• Source passage
+++

The defendant insists that on the facts the court should have instructed the jury peremptorily to find for the defendant, on the ground that no application was made to take the patient to the hospital; that the doctor did attend him, and that if he made any mistake in diagnosis the defendant is not liable for it, even though the doctor might be liable for malpractice. The gist of the plaintiff's action as to his loss of time and suffering is that he was not operated on in time and that if he had been sooner operated on he would not have lost four months' time or suffered the pain and agony which he endured. But failure to operate on him sooner was due to the fact that Dr. Aikens thought he had typhoid fever, and if this was true he should not have been operated on.

In Illinois Central Railway Co. v. Buchanan, 126 Ky. 292, the court thus states the rule applicable in such cases:

"When the railroad company employs competent and skillful people, the measure of its duty to its employee is discharged. If these persons should be guilty of malpractice or other acts of negligence, the party injured by reason thereof must look to the individual causing the injury, and not to the rail-road company."

To the same effect see L. N. R. R. Co. v. Foard, 104 Ky. 462; Ballard v. C. O. R. R. Co., 144. Ky. 478, 18 Rawle C. L. 603; 39 C. J. 245-246.

Under this rule the company is not responsible if Dr. Aiken was negligent in not discovering sooner what was the matter with Thomas, though the latter may be liable if he failed to treat him with proper care and skill.

+++

Records from a data collection:
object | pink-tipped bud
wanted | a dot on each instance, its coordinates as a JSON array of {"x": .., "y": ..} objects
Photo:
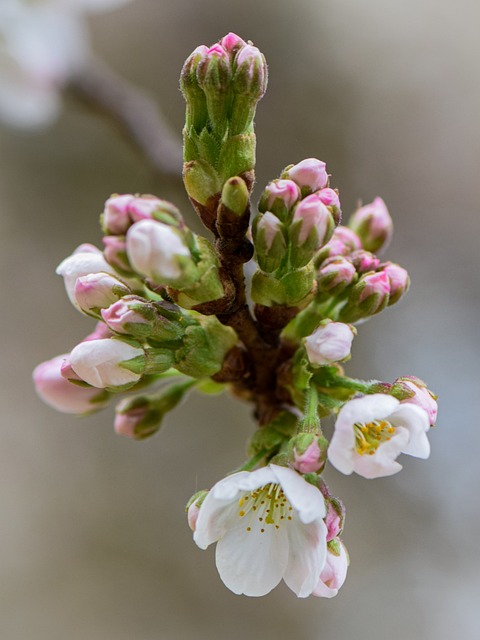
[
  {"x": 334, "y": 572},
  {"x": 398, "y": 279},
  {"x": 116, "y": 215},
  {"x": 279, "y": 197},
  {"x": 422, "y": 396},
  {"x": 335, "y": 275},
  {"x": 373, "y": 225},
  {"x": 314, "y": 217},
  {"x": 343, "y": 242},
  {"x": 101, "y": 363},
  {"x": 251, "y": 76},
  {"x": 154, "y": 250},
  {"x": 97, "y": 291},
  {"x": 364, "y": 261},
  {"x": 122, "y": 318},
  {"x": 56, "y": 391},
  {"x": 329, "y": 197},
  {"x": 374, "y": 285},
  {"x": 85, "y": 260},
  {"x": 310, "y": 174},
  {"x": 232, "y": 43},
  {"x": 115, "y": 254},
  {"x": 330, "y": 342}
]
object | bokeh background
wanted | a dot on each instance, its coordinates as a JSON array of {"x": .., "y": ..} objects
[{"x": 94, "y": 541}]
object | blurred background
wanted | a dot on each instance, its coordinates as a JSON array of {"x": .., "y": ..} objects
[{"x": 94, "y": 539}]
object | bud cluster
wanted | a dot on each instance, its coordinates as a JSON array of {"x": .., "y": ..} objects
[{"x": 173, "y": 313}]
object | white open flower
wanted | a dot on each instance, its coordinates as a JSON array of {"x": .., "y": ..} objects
[
  {"x": 101, "y": 362},
  {"x": 268, "y": 525},
  {"x": 42, "y": 44},
  {"x": 372, "y": 431}
]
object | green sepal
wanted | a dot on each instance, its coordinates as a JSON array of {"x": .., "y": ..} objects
[
  {"x": 201, "y": 180},
  {"x": 237, "y": 156}
]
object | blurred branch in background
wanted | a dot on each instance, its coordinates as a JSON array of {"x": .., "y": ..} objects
[{"x": 132, "y": 111}]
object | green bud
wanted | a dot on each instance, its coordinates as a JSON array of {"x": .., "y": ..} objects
[
  {"x": 201, "y": 181},
  {"x": 204, "y": 348},
  {"x": 235, "y": 195}
]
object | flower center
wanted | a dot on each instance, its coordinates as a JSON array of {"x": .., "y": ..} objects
[
  {"x": 369, "y": 436},
  {"x": 264, "y": 507}
]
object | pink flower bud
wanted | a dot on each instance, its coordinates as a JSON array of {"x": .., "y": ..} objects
[
  {"x": 314, "y": 215},
  {"x": 85, "y": 260},
  {"x": 286, "y": 190},
  {"x": 330, "y": 342},
  {"x": 100, "y": 363},
  {"x": 310, "y": 173},
  {"x": 116, "y": 215},
  {"x": 311, "y": 460},
  {"x": 422, "y": 397},
  {"x": 334, "y": 572},
  {"x": 62, "y": 395},
  {"x": 373, "y": 224},
  {"x": 153, "y": 249},
  {"x": 329, "y": 197},
  {"x": 251, "y": 72},
  {"x": 398, "y": 279},
  {"x": 115, "y": 253},
  {"x": 142, "y": 208},
  {"x": 271, "y": 225},
  {"x": 231, "y": 42},
  {"x": 119, "y": 316},
  {"x": 333, "y": 520},
  {"x": 364, "y": 261},
  {"x": 98, "y": 291},
  {"x": 335, "y": 274},
  {"x": 374, "y": 284}
]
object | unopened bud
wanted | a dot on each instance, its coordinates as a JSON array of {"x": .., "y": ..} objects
[
  {"x": 141, "y": 319},
  {"x": 398, "y": 279},
  {"x": 269, "y": 241},
  {"x": 65, "y": 396},
  {"x": 115, "y": 254},
  {"x": 422, "y": 396},
  {"x": 343, "y": 242},
  {"x": 279, "y": 197},
  {"x": 335, "y": 275},
  {"x": 232, "y": 43},
  {"x": 330, "y": 342},
  {"x": 364, "y": 261},
  {"x": 97, "y": 291},
  {"x": 116, "y": 215},
  {"x": 311, "y": 228},
  {"x": 373, "y": 225},
  {"x": 85, "y": 260},
  {"x": 310, "y": 175},
  {"x": 156, "y": 251},
  {"x": 369, "y": 296},
  {"x": 103, "y": 363},
  {"x": 308, "y": 452},
  {"x": 235, "y": 195}
]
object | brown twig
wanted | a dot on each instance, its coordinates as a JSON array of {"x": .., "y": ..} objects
[{"x": 133, "y": 112}]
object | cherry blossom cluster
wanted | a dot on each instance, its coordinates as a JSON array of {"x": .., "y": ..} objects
[{"x": 173, "y": 313}]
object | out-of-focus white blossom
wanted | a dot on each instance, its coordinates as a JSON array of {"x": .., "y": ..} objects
[{"x": 42, "y": 44}]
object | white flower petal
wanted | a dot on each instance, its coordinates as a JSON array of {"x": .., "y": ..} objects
[
  {"x": 252, "y": 563},
  {"x": 307, "y": 555},
  {"x": 306, "y": 499},
  {"x": 417, "y": 422},
  {"x": 378, "y": 406}
]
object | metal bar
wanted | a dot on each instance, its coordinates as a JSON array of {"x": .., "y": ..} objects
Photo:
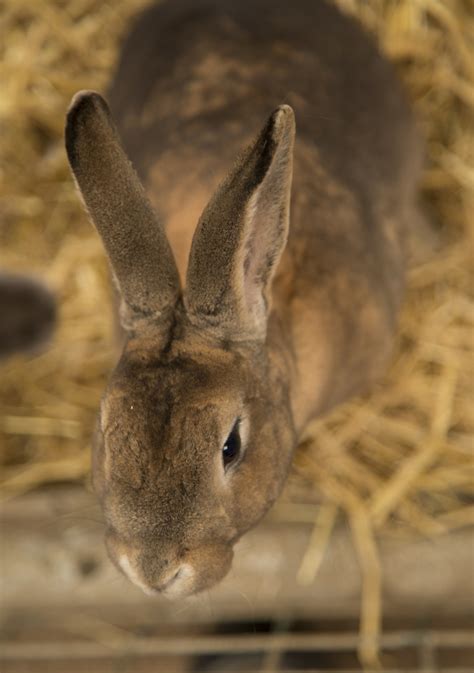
[{"x": 205, "y": 644}]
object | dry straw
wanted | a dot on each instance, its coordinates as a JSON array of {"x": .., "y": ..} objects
[{"x": 399, "y": 461}]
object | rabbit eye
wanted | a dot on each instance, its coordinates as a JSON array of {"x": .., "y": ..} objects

+++

• Task instructions
Please state, according to the passage on the defendant's liability, why the patient was not operated on sooner.

• Task output
Dr. Aikens thought he had typhoid fever.